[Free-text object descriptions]
- Opening Delimiter -

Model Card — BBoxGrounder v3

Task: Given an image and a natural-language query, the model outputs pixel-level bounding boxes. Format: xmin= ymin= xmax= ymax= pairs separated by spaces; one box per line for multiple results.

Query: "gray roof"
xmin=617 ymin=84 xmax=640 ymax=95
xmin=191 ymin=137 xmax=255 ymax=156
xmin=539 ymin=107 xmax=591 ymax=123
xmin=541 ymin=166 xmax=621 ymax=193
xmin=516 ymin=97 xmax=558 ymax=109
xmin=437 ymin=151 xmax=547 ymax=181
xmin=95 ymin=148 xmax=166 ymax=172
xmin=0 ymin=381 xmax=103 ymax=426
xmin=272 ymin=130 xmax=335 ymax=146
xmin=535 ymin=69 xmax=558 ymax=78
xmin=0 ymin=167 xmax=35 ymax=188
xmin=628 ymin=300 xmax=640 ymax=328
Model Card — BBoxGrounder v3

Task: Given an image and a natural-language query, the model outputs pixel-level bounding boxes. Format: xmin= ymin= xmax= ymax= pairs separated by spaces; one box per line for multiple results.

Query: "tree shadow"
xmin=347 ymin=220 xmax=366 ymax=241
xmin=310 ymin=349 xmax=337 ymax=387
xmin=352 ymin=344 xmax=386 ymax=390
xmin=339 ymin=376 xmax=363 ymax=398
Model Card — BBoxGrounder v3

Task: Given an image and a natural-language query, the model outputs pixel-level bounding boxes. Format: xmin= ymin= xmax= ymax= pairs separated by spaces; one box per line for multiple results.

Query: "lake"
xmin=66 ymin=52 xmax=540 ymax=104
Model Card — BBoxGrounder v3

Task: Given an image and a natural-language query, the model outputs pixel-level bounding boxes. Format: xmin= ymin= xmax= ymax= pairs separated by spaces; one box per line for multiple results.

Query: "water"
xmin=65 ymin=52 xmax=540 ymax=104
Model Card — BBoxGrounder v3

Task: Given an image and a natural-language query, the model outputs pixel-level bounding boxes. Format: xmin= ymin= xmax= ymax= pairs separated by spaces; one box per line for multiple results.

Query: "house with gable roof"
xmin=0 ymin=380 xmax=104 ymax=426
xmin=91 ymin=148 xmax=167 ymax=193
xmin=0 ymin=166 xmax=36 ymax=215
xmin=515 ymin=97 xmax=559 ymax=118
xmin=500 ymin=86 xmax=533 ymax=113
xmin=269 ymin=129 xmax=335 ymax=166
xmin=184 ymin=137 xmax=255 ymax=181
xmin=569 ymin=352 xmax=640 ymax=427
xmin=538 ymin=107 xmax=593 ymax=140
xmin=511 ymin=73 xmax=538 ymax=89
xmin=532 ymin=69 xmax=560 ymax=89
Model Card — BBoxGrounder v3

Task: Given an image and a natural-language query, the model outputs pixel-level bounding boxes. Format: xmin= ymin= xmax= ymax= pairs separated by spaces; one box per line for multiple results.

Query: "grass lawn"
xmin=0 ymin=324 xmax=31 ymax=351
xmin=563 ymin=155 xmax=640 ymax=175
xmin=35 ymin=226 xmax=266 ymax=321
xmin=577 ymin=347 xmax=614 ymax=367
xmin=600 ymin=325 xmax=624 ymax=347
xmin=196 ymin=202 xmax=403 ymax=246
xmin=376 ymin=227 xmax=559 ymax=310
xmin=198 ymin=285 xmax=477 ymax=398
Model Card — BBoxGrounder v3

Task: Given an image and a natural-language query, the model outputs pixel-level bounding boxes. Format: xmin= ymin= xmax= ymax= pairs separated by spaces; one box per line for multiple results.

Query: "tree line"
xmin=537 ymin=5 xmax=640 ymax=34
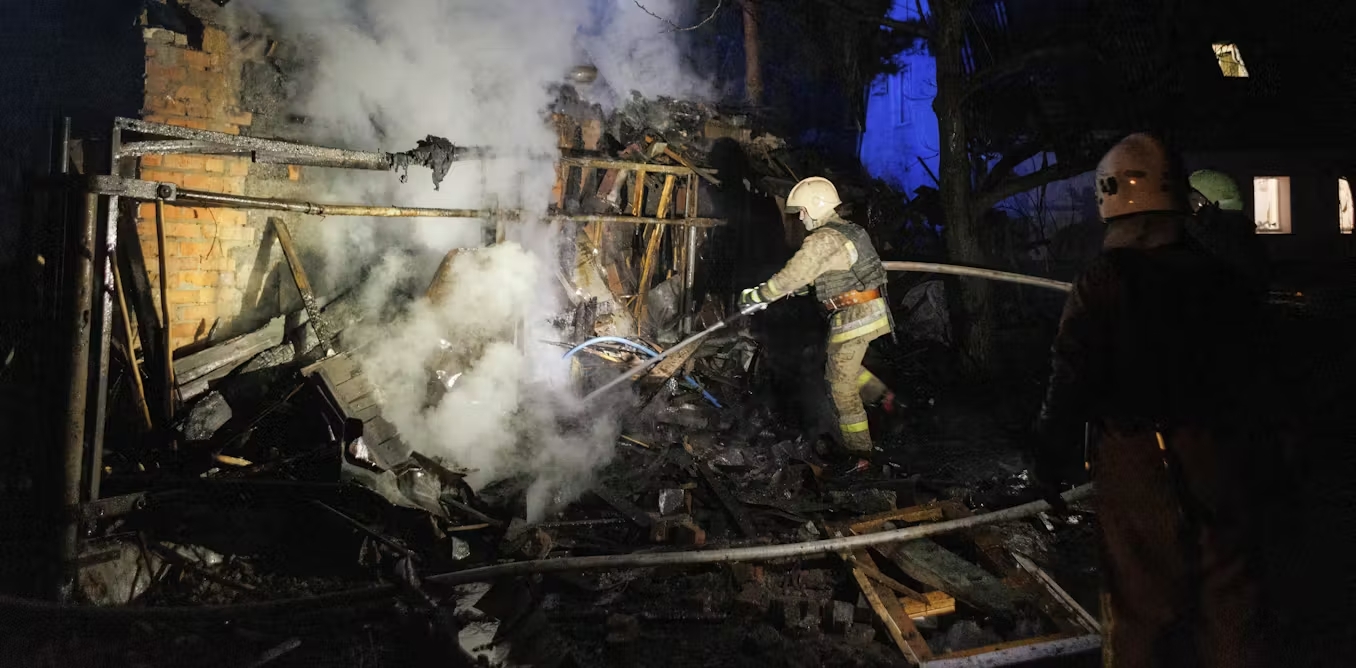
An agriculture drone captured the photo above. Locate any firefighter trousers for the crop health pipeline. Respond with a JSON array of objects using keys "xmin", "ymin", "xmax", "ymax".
[
  {"xmin": 1096, "ymin": 424, "xmax": 1267, "ymax": 668},
  {"xmin": 825, "ymin": 334, "xmax": 888, "ymax": 452}
]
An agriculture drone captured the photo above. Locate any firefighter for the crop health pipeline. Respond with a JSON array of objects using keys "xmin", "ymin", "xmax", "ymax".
[
  {"xmin": 1186, "ymin": 169, "xmax": 1270, "ymax": 292},
  {"xmin": 738, "ymin": 176, "xmax": 893, "ymax": 455},
  {"xmin": 1034, "ymin": 134, "xmax": 1268, "ymax": 667}
]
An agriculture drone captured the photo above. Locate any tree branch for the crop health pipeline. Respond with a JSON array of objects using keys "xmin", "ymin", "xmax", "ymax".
[
  {"xmin": 633, "ymin": 0, "xmax": 725, "ymax": 32},
  {"xmin": 976, "ymin": 141, "xmax": 1043, "ymax": 194},
  {"xmin": 804, "ymin": 0, "xmax": 931, "ymax": 38},
  {"xmin": 971, "ymin": 158, "xmax": 1096, "ymax": 220},
  {"xmin": 960, "ymin": 45, "xmax": 1088, "ymax": 104}
]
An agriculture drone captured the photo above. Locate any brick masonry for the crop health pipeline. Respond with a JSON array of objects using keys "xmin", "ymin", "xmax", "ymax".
[{"xmin": 138, "ymin": 23, "xmax": 275, "ymax": 352}]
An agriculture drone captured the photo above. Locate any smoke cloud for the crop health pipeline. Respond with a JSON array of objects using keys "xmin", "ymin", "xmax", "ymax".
[{"xmin": 235, "ymin": 0, "xmax": 710, "ymax": 520}]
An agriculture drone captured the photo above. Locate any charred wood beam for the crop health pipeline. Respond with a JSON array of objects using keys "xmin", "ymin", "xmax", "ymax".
[
  {"xmin": 269, "ymin": 219, "xmax": 334, "ymax": 354},
  {"xmin": 115, "ymin": 117, "xmax": 396, "ymax": 171}
]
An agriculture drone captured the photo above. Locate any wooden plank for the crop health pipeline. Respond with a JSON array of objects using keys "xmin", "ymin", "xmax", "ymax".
[
  {"xmin": 631, "ymin": 169, "xmax": 646, "ymax": 217},
  {"xmin": 560, "ymin": 157, "xmax": 696, "ymax": 176},
  {"xmin": 656, "ymin": 174, "xmax": 676, "ymax": 220},
  {"xmin": 936, "ymin": 500, "xmax": 1012, "ymax": 576},
  {"xmin": 662, "ymin": 147, "xmax": 722, "ymax": 185},
  {"xmin": 845, "ymin": 550, "xmax": 928, "ymax": 603},
  {"xmin": 883, "ymin": 539, "xmax": 1025, "ymax": 615},
  {"xmin": 851, "ymin": 566, "xmax": 931, "ymax": 665},
  {"xmin": 632, "ymin": 222, "xmax": 665, "ymax": 325},
  {"xmin": 849, "ymin": 503, "xmax": 946, "ymax": 534},
  {"xmin": 903, "ymin": 591, "xmax": 957, "ymax": 620}
]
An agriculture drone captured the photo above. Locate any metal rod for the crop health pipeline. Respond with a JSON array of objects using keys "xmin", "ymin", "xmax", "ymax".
[
  {"xmin": 175, "ymin": 189, "xmax": 494, "ymax": 218},
  {"xmin": 882, "ymin": 261, "xmax": 1071, "ymax": 293},
  {"xmin": 57, "ymin": 191, "xmax": 99, "ymax": 601},
  {"xmin": 116, "ymin": 140, "xmax": 252, "ymax": 158},
  {"xmin": 555, "ymin": 214, "xmax": 724, "ymax": 228},
  {"xmin": 112, "ymin": 251, "xmax": 153, "ymax": 431},
  {"xmin": 115, "ymin": 118, "xmax": 395, "ymax": 171},
  {"xmin": 0, "ymin": 485, "xmax": 1093, "ymax": 620},
  {"xmin": 154, "ymin": 199, "xmax": 174, "ymax": 427},
  {"xmin": 89, "ymin": 173, "xmax": 122, "ymax": 501},
  {"xmin": 918, "ymin": 634, "xmax": 1100, "ymax": 667},
  {"xmin": 59, "ymin": 117, "xmax": 71, "ymax": 174}
]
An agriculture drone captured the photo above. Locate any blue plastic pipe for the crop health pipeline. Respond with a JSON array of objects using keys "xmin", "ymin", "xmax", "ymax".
[{"xmin": 563, "ymin": 337, "xmax": 722, "ymax": 408}]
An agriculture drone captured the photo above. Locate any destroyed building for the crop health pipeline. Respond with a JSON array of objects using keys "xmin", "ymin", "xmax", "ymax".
[{"xmin": 1, "ymin": 1, "xmax": 1355, "ymax": 667}]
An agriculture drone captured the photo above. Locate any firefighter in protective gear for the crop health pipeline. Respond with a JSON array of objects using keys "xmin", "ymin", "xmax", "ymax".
[
  {"xmin": 739, "ymin": 176, "xmax": 893, "ymax": 453},
  {"xmin": 1186, "ymin": 169, "xmax": 1270, "ymax": 292},
  {"xmin": 1036, "ymin": 134, "xmax": 1267, "ymax": 667}
]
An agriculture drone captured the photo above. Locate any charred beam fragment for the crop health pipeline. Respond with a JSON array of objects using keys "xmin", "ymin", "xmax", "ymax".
[{"xmin": 269, "ymin": 219, "xmax": 334, "ymax": 354}]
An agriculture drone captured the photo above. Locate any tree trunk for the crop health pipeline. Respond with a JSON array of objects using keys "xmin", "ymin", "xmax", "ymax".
[
  {"xmin": 741, "ymin": 0, "xmax": 763, "ymax": 105},
  {"xmin": 932, "ymin": 0, "xmax": 995, "ymax": 376}
]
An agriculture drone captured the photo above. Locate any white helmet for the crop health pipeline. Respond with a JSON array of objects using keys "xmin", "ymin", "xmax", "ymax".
[
  {"xmin": 1094, "ymin": 133, "xmax": 1184, "ymax": 221},
  {"xmin": 786, "ymin": 176, "xmax": 842, "ymax": 227}
]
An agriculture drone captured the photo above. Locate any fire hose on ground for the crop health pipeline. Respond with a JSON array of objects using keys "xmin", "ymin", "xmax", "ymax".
[{"xmin": 0, "ymin": 484, "xmax": 1092, "ymax": 621}]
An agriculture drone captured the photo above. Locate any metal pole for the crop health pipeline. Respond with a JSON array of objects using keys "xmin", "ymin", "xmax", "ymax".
[
  {"xmin": 155, "ymin": 199, "xmax": 175, "ymax": 429},
  {"xmin": 56, "ymin": 191, "xmax": 99, "ymax": 601},
  {"xmin": 58, "ymin": 117, "xmax": 71, "ymax": 175},
  {"xmin": 174, "ymin": 190, "xmax": 495, "ymax": 218},
  {"xmin": 0, "ymin": 484, "xmax": 1094, "ymax": 620},
  {"xmin": 881, "ymin": 261, "xmax": 1072, "ymax": 293}
]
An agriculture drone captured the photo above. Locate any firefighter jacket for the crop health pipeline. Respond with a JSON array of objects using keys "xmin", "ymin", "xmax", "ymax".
[
  {"xmin": 1035, "ymin": 212, "xmax": 1262, "ymax": 467},
  {"xmin": 762, "ymin": 214, "xmax": 891, "ymax": 344}
]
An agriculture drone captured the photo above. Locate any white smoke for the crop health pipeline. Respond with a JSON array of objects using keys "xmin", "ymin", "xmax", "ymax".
[{"xmin": 235, "ymin": 0, "xmax": 710, "ymax": 521}]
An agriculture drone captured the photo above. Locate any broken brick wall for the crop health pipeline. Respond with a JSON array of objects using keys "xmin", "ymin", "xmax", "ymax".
[{"xmin": 137, "ymin": 2, "xmax": 316, "ymax": 353}]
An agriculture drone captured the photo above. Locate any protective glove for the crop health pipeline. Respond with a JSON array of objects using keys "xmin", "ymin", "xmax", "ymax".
[{"xmin": 738, "ymin": 284, "xmax": 770, "ymax": 308}]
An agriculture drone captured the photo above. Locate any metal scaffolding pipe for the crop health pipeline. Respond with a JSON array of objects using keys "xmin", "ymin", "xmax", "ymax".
[
  {"xmin": 116, "ymin": 140, "xmax": 252, "ymax": 158},
  {"xmin": 1, "ymin": 485, "xmax": 1092, "ymax": 620},
  {"xmin": 115, "ymin": 117, "xmax": 396, "ymax": 171},
  {"xmin": 883, "ymin": 261, "xmax": 1072, "ymax": 293},
  {"xmin": 56, "ymin": 192, "xmax": 99, "ymax": 601},
  {"xmin": 174, "ymin": 190, "xmax": 496, "ymax": 218}
]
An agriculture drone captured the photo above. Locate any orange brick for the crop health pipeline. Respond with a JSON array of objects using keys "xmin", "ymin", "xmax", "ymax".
[
  {"xmin": 166, "ymin": 223, "xmax": 204, "ymax": 237},
  {"xmin": 184, "ymin": 101, "xmax": 212, "ymax": 118},
  {"xmin": 218, "ymin": 224, "xmax": 253, "ymax": 241},
  {"xmin": 288, "ymin": 165, "xmax": 302, "ymax": 181},
  {"xmin": 177, "ymin": 241, "xmax": 216, "ymax": 258},
  {"xmin": 177, "ymin": 304, "xmax": 217, "ymax": 322},
  {"xmin": 140, "ymin": 155, "xmax": 162, "ymax": 168},
  {"xmin": 183, "ymin": 50, "xmax": 214, "ymax": 70},
  {"xmin": 221, "ymin": 177, "xmax": 246, "ymax": 194},
  {"xmin": 181, "ymin": 270, "xmax": 220, "ymax": 288},
  {"xmin": 165, "ymin": 116, "xmax": 208, "ymax": 130},
  {"xmin": 164, "ymin": 256, "xmax": 198, "ymax": 272},
  {"xmin": 202, "ymin": 27, "xmax": 229, "ymax": 54},
  {"xmin": 145, "ymin": 95, "xmax": 186, "ymax": 116},
  {"xmin": 145, "ymin": 64, "xmax": 186, "ymax": 84},
  {"xmin": 139, "ymin": 169, "xmax": 184, "ymax": 186},
  {"xmin": 209, "ymin": 122, "xmax": 241, "ymax": 135},
  {"xmin": 204, "ymin": 157, "xmax": 225, "ymax": 173},
  {"xmin": 196, "ymin": 288, "xmax": 219, "ymax": 303},
  {"xmin": 166, "ymin": 289, "xmax": 201, "ymax": 304},
  {"xmin": 163, "ymin": 154, "xmax": 206, "ymax": 171},
  {"xmin": 200, "ymin": 257, "xmax": 233, "ymax": 272},
  {"xmin": 211, "ymin": 208, "xmax": 247, "ymax": 225},
  {"xmin": 218, "ymin": 272, "xmax": 235, "ymax": 287},
  {"xmin": 170, "ymin": 322, "xmax": 200, "ymax": 341},
  {"xmin": 226, "ymin": 159, "xmax": 249, "ymax": 177},
  {"xmin": 174, "ymin": 85, "xmax": 205, "ymax": 101},
  {"xmin": 225, "ymin": 110, "xmax": 253, "ymax": 126},
  {"xmin": 166, "ymin": 205, "xmax": 206, "ymax": 220},
  {"xmin": 183, "ymin": 173, "xmax": 225, "ymax": 191},
  {"xmin": 146, "ymin": 46, "xmax": 157, "ymax": 57}
]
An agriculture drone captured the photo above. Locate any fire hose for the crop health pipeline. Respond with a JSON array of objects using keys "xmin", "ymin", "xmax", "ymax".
[{"xmin": 0, "ymin": 484, "xmax": 1092, "ymax": 621}]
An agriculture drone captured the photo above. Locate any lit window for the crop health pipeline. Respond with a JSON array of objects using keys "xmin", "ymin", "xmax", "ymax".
[
  {"xmin": 1212, "ymin": 43, "xmax": 1250, "ymax": 77},
  {"xmin": 1253, "ymin": 177, "xmax": 1291, "ymax": 234},
  {"xmin": 1341, "ymin": 178, "xmax": 1353, "ymax": 234}
]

- Closing Delimiter -

WORK INSTRUCTIONS
Your task is to restate, word for word, each line from the one that includes "fire hose for" to the end of the records, with both ends included and nothing else.

YOUR SOLUTION
An agriculture drone captured the photo above. Locate any fire hose for the crop health pipeline. Respond with a JSON array of objects using keys "xmin", "ymin", "xmax", "ymax".
[{"xmin": 0, "ymin": 484, "xmax": 1092, "ymax": 621}]
An agriculture drone captured the photo above. Locate any lit window for the crop health pipeline. Respond with a JSON array of objects using keys "xmin", "ymin", "xmax", "ymax".
[
  {"xmin": 1212, "ymin": 43, "xmax": 1250, "ymax": 77},
  {"xmin": 1253, "ymin": 177, "xmax": 1291, "ymax": 234},
  {"xmin": 1341, "ymin": 178, "xmax": 1353, "ymax": 234}
]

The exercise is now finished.